* **Problem description**
Rewrite everything from the line containing "Task — for every instance of the dirt" down to the end of the records, including the requests, and rescale each point coordinate in the answers by multiplying it by 0.2 and rounding to the nearest whole number, with halves rounded up. Keep the requests and their format samples unchanged, and leave the pictures out.

=== Dataset content ===

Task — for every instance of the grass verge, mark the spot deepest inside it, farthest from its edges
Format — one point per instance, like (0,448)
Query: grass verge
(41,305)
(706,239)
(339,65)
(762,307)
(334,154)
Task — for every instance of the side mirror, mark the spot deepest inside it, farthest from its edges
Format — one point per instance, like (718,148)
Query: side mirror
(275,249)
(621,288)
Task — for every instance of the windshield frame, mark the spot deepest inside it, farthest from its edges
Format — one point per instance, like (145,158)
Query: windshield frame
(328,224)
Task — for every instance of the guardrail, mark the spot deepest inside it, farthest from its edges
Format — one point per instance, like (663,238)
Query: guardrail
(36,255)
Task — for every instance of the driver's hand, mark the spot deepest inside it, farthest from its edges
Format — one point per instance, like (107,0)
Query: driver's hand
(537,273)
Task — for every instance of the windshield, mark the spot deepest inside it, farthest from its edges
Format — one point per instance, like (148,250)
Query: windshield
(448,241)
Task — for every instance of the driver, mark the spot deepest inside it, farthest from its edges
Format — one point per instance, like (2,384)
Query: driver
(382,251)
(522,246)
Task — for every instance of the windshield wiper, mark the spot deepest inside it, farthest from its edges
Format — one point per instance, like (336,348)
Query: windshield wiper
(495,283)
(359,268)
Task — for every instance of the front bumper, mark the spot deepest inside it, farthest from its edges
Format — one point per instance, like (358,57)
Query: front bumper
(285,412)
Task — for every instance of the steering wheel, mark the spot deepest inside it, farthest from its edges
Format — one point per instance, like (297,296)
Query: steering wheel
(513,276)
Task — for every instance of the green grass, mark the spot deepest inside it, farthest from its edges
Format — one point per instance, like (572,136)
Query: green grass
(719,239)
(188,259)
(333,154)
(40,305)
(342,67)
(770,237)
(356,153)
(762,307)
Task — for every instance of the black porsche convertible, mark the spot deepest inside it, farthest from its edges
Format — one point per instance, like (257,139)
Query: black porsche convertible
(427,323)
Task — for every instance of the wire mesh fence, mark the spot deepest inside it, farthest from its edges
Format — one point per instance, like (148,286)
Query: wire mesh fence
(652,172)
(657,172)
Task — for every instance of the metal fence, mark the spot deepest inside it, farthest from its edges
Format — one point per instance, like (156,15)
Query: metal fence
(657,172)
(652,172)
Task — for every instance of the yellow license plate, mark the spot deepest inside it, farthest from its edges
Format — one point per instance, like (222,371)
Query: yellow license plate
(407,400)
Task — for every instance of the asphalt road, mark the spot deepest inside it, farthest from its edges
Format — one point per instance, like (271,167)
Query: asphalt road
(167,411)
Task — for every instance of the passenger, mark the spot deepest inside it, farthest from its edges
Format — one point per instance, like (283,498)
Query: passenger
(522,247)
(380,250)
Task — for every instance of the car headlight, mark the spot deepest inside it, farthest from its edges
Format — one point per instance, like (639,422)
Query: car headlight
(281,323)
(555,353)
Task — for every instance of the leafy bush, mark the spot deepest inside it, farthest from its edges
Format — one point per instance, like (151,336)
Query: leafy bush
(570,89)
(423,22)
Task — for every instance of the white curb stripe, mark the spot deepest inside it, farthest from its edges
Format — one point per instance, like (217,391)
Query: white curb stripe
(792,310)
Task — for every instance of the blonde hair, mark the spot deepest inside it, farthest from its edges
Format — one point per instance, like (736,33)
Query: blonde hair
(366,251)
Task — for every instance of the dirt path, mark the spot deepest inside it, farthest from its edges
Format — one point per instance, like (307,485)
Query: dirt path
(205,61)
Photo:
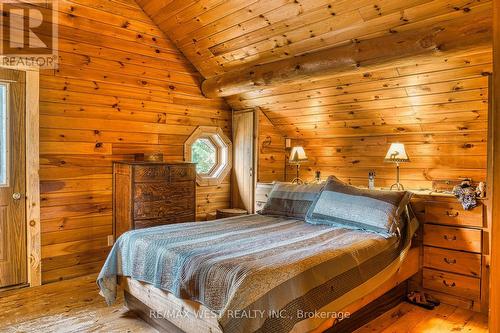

===

* **Output for this task**
Task — for every instance of the dirt path, mark the spot deepest inside it, farthest from its edges
Format — one point per instance, like (307,485)
Query: dirt path
(41,12)
Photo:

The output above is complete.